Yang Harus Dikerjakan:
**1.** Menurut teks tentang riset di universitas, berapa dosen UI yang diklasifikasikan sebagai dosen inti penelitian?
**2.** Kutip teks tentang riset di universitas mulai dari "Lemahnya produksi riset" dan berakhir pada "mengakhiri masa studi.".
──────── Teks yang Disediakan
Di lain pihak, universitas yang diharapkan sebagai lembaga pendidikan yang paling terdepan dalam melahirkan periset-periset yang bermutu, kenyataannya masih belum maksimal. Di UI, menurut Terry Mart (Kompas, 24/10/2011) dari sekitar 3.000 dosen, hanya 200 yang diklasifikasikan sebagai dosen inti penelitian. Dari 200 dosen ini UI berharap menghasilkan 150 riset berpublikasi internasional pertahun. ITB hanya menghasilkan 500 riset berpublikasi internasional dari 1.200 dosen dan ITS baru sekitar 103 riset terpublikasi internasional per tahun dari 1.100 dosen.

Lemahnya produksi riset di dalam universitas disebabkan jumlah SDM periset rendah, mahasiswa masih terbawa suasana pendidikan formal ala sekolah yang pasif dan tidak peka terhadap lingkungan. Mahasiswa belum memiliki mental riset membuat universitas harus berupaya keras membudayakan riset untuk mahasiswa. Sistem pembekalan tugas akhir seperti skripsi, tesis atau disertasi tidak melahirkan jenis riset yang aplikatif dalam kehidupan masyarakat melainkan tugas-tugas tersebut dikerjakan sebatas untuk memenuhi persyaratan mengakhiri masa studi.

Bila dibandingkan dengan negara-negara ASEAN indeks jumlah peneliti per 10.000 populasi pada tahun 2009 yakni Filipina (1,3), Indonesia (1,72) Thailand (3,4) Singapura (5,8) Malaysia (7,1). Melihat data di atas memungkinkan bahwa setiap permasalahan bangsa ini tidak diiringi dengan riset untuk mendukung pengambilan kebijakan. Setiap solusi yang diambil tidak sepenuhnya berdasarkan hasil yang di lapangan. Ini menimbulkan distorsi kebijakan yang menyebabkan masalah tidak terselesaikan secara efektif dan efisien.
────────────────
──────── Data yang Diberikan
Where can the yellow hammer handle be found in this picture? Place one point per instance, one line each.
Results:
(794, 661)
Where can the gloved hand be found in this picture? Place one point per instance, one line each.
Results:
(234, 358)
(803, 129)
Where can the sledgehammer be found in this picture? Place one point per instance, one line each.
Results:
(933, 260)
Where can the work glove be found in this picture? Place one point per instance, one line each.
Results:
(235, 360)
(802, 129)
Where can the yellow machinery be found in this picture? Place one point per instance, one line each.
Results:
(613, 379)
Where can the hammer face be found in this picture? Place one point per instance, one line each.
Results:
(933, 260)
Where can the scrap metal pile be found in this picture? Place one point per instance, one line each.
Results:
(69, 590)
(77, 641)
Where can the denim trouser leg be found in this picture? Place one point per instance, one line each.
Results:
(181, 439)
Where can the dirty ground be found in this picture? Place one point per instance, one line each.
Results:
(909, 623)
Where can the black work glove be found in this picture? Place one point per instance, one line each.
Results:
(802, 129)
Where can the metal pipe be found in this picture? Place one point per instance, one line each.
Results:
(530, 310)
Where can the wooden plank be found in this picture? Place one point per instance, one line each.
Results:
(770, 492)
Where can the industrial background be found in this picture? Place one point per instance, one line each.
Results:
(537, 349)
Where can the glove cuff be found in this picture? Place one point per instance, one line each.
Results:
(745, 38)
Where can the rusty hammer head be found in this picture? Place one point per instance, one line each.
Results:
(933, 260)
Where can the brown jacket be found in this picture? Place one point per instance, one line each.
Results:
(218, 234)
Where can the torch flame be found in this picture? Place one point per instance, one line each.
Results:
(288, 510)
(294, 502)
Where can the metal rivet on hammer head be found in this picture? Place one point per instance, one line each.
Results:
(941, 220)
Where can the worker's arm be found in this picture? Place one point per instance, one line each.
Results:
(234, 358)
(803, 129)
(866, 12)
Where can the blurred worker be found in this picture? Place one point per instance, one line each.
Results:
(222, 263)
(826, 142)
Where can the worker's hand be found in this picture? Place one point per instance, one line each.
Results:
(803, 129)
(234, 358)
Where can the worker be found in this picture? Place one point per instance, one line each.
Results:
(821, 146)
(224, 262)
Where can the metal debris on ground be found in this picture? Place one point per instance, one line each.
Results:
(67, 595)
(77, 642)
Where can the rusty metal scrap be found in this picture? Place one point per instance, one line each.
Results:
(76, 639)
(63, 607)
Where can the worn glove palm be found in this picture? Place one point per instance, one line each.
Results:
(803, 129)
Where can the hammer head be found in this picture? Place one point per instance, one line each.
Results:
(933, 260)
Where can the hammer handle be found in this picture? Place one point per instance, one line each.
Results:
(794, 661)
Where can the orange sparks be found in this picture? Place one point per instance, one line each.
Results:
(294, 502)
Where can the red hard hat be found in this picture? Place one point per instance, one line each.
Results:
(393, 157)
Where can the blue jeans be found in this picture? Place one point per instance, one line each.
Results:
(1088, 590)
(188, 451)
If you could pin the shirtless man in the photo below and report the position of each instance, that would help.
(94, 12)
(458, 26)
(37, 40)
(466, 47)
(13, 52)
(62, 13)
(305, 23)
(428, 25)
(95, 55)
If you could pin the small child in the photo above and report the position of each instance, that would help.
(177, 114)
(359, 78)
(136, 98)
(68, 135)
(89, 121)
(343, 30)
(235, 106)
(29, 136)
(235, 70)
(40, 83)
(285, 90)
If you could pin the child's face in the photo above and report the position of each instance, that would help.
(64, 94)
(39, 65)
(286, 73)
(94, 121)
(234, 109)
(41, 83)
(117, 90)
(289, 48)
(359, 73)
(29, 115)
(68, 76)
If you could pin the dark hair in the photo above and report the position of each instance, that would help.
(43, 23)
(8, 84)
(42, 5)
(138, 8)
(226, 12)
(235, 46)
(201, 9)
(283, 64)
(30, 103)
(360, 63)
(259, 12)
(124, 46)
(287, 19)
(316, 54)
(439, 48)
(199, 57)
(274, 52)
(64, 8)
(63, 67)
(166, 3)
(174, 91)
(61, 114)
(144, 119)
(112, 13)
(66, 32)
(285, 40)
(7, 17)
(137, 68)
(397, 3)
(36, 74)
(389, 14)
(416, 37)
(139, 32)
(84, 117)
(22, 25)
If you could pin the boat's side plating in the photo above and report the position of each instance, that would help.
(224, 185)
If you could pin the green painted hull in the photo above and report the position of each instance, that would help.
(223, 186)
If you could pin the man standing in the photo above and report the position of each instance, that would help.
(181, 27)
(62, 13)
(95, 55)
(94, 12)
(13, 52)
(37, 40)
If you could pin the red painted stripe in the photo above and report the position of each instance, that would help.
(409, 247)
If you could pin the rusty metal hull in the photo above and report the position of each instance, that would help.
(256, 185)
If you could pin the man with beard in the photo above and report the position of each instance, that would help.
────────────────
Hasil yang Diharapkan:
**1.** Hanya 200 dosen dari sekitar 3.000 dosen.

**2.**
Lemahnya produksi riset di dalam universitas disebabkan jumlah SDM periset rendah, mahasiswa masih terbawa suasana pendidikan formal ala sekolah yang pasif dan tidak peka terhadap lingkungan. Mahasiswa belum memiliki mental riset membuat universitas harus berupaya keras membudayakan riset untuk mahasiswa. Sistem pembekalan tugas akhir seperti skripsi, tesis atau disertasi tidak melahirkan jenis riset yang aplikatif dalam kehidupan masyarakat melainkan tugas-tugas tersebut dikerjakan sebatas untuk memenuhi persyaratan mengakhiri masa studi.